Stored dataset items
========================================

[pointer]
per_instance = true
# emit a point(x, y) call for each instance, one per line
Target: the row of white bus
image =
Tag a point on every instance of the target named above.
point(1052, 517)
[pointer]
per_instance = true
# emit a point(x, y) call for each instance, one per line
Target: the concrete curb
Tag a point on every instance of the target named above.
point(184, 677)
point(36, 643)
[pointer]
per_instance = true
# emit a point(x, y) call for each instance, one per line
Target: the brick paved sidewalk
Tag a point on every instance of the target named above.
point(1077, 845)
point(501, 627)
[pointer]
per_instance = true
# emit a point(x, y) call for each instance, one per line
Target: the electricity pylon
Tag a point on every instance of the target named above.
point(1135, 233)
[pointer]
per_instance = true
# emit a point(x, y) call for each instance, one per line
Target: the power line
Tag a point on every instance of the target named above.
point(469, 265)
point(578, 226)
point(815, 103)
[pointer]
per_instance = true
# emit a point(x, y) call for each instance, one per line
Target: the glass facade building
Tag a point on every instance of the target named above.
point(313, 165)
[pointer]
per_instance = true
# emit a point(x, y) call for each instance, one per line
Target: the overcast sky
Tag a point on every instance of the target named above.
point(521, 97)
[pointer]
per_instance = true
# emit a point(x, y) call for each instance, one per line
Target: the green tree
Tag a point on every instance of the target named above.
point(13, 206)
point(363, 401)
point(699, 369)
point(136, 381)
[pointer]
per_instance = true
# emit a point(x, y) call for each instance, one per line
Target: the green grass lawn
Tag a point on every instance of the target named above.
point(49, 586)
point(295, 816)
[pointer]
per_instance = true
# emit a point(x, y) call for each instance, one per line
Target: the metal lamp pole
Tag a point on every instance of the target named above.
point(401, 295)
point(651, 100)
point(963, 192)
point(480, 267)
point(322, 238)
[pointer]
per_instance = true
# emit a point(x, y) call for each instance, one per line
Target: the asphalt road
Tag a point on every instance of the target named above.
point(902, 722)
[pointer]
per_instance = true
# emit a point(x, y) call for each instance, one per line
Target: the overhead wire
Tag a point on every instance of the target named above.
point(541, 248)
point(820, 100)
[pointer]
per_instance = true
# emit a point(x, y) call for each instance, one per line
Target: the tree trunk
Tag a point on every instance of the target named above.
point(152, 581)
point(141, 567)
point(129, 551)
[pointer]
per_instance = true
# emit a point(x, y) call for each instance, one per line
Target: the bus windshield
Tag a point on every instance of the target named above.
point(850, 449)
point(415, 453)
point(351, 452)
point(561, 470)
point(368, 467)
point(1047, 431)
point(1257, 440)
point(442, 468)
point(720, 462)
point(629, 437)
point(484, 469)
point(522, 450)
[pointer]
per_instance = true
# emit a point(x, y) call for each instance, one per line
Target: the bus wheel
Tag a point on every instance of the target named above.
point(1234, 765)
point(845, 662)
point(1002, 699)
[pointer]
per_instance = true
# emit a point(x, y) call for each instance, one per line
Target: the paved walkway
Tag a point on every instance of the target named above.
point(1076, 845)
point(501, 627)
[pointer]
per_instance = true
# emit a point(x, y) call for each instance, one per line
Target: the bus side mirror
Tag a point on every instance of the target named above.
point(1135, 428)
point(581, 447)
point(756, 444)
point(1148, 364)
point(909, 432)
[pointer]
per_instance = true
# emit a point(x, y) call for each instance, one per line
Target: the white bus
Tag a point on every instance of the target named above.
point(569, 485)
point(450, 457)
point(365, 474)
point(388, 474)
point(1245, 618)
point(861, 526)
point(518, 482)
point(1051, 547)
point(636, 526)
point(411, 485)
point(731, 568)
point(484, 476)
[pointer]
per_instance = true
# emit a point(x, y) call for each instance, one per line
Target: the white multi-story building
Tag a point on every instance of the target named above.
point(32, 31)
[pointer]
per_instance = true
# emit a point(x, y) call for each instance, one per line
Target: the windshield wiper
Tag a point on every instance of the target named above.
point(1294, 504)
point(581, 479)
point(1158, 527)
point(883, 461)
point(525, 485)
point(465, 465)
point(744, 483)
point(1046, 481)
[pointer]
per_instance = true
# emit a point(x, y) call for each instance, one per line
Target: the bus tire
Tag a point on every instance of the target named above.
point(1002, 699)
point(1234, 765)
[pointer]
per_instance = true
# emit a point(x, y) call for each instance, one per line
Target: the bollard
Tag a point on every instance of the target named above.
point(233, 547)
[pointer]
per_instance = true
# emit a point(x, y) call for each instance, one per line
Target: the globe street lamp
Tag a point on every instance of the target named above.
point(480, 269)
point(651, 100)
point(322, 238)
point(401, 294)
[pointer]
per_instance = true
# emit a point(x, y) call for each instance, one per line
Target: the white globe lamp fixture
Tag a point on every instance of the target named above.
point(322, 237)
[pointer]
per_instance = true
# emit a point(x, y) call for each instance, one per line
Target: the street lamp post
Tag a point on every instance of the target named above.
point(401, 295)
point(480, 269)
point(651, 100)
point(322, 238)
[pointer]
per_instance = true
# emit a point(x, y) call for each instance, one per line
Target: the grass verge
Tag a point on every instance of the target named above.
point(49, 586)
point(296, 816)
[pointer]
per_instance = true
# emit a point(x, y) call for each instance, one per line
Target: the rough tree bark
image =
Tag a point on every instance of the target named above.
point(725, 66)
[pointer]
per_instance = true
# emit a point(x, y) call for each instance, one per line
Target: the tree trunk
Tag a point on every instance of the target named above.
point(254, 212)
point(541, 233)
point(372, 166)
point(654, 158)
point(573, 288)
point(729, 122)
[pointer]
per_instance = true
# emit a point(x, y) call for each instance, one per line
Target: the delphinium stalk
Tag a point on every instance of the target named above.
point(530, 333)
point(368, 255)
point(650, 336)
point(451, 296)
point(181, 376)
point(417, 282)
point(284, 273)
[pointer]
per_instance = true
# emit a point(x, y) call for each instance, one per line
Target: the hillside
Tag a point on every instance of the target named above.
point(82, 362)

========================================

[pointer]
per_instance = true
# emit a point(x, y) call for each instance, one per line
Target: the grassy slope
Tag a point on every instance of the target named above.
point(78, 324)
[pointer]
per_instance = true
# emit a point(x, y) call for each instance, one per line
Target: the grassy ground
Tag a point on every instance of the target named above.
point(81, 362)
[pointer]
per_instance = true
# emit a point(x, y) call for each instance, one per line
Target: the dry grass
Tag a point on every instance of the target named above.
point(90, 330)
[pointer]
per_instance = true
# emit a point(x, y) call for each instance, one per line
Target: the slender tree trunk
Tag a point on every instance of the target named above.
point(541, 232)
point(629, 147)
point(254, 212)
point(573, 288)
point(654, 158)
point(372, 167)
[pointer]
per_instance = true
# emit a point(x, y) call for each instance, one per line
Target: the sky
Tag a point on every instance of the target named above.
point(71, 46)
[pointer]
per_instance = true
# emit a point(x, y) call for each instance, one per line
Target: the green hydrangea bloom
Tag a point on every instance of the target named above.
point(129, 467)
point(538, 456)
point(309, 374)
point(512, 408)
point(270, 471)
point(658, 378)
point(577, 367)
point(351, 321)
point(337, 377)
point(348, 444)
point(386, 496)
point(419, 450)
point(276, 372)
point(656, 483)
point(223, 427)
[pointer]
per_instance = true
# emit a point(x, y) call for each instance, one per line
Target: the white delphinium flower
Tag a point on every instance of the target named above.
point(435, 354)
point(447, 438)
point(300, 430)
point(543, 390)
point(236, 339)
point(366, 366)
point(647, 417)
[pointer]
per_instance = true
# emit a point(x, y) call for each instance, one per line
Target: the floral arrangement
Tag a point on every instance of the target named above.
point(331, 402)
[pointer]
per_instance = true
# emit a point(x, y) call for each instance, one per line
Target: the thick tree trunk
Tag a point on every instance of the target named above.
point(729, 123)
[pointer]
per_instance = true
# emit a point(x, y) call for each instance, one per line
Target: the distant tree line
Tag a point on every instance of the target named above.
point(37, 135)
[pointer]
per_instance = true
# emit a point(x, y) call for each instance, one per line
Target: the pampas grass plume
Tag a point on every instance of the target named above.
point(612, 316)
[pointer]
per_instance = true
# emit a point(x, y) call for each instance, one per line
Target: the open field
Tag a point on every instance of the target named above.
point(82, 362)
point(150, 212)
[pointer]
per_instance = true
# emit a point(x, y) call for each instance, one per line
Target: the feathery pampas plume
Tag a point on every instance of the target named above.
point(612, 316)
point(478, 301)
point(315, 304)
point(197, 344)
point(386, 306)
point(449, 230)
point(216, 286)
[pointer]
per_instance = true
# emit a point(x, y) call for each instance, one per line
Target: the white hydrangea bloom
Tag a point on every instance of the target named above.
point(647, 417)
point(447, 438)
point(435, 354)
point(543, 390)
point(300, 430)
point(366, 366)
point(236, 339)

========================================

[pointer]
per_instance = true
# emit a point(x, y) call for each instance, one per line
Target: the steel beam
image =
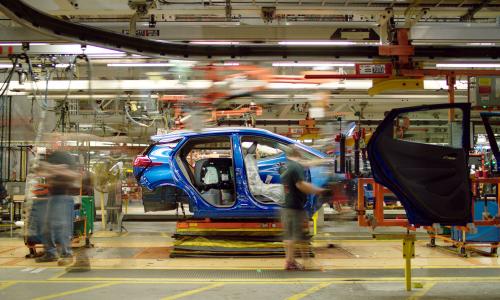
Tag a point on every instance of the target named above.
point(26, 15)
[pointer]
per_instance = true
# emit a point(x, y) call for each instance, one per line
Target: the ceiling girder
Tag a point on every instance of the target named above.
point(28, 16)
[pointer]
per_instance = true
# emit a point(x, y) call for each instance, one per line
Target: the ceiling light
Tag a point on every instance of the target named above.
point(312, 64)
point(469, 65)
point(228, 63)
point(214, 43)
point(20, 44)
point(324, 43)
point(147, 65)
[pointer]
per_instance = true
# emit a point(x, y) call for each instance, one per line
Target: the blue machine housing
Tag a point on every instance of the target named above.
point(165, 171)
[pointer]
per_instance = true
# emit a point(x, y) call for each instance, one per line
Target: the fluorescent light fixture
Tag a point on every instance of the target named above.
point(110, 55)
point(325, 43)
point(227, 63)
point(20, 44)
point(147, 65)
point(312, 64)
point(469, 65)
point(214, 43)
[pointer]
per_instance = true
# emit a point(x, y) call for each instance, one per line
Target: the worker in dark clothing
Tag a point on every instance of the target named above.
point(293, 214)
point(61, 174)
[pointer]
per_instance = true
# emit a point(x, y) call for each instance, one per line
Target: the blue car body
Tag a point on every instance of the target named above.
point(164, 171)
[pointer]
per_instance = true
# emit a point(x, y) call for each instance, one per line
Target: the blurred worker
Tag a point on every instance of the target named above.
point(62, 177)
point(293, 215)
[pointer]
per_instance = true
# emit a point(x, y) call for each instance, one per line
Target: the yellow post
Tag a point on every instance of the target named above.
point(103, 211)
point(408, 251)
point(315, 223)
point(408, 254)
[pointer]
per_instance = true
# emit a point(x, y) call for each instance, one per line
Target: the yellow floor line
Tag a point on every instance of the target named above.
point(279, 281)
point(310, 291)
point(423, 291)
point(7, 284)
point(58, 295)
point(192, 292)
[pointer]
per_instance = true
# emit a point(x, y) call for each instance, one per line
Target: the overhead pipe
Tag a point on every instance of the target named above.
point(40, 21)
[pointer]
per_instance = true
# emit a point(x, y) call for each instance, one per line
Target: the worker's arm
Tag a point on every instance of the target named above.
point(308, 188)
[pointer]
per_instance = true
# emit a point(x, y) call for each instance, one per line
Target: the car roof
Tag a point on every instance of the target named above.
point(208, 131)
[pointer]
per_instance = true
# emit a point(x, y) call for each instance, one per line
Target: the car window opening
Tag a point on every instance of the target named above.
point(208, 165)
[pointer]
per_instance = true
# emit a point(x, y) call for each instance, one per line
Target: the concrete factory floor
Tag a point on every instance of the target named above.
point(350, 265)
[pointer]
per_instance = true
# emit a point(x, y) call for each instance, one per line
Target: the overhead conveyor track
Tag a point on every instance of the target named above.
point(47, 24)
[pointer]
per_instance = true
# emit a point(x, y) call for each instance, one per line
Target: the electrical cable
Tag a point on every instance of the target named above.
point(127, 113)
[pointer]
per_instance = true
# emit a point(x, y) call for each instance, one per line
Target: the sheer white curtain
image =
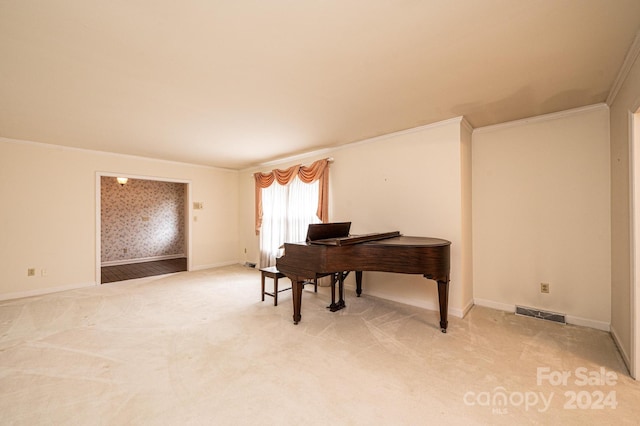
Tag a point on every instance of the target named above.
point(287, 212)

========================================

Work to complete: Which lines of the records hold the string "windshield"? Copy each one.

Your response:
Target: the bus windshield
Target: the windshield wiper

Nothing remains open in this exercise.